INSTRUCTIONS TO FOLLOW: Retype every line of the data, keeping each word exactly.

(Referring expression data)
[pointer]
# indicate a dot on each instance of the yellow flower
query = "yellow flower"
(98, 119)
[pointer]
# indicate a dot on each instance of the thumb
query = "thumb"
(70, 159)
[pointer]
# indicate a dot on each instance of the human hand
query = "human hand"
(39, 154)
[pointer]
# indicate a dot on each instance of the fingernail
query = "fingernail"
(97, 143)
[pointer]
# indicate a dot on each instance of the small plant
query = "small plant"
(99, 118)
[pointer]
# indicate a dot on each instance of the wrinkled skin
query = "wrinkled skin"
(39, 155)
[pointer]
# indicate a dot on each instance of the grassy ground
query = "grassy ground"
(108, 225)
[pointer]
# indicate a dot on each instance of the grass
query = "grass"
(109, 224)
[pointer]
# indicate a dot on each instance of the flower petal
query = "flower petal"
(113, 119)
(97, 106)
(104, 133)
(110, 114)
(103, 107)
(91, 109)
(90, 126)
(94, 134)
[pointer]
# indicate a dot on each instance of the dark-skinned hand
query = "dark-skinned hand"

WRITTEN REPLY:
[pointer]
# indicate a dot on each instance of the yellow flower
query = "yellow flower"
(98, 119)
[pointer]
# indicate a dot on each instance of the thumb
query = "thumb"
(70, 159)
[pointer]
# indicate a dot on each instance of the human hand
query = "human hand"
(39, 154)
[pointer]
# indicate a dot on each instance of the fingernail
query = "fingernail"
(97, 143)
[pointer]
# indicate a dot on each instance of the small plant
query = "small plant"
(99, 118)
[pointer]
# indicate a dot on each instance of the wrinkled skin
query = "wrinkled skin"
(39, 155)
[pointer]
# indicate a dot on each instance of the grassy ground
query = "grassy ground"
(108, 225)
[pointer]
# indicate a dot on each instance of the grass
query = "grass"
(109, 224)
[pointer]
# indicate a dot on each instance of the flower petal
query = "flower petal"
(113, 119)
(97, 106)
(104, 133)
(110, 114)
(103, 107)
(91, 109)
(90, 126)
(94, 134)
[pointer]
# indicate a dot on each instance of the dark-skinned hand
query = "dark-skinned hand"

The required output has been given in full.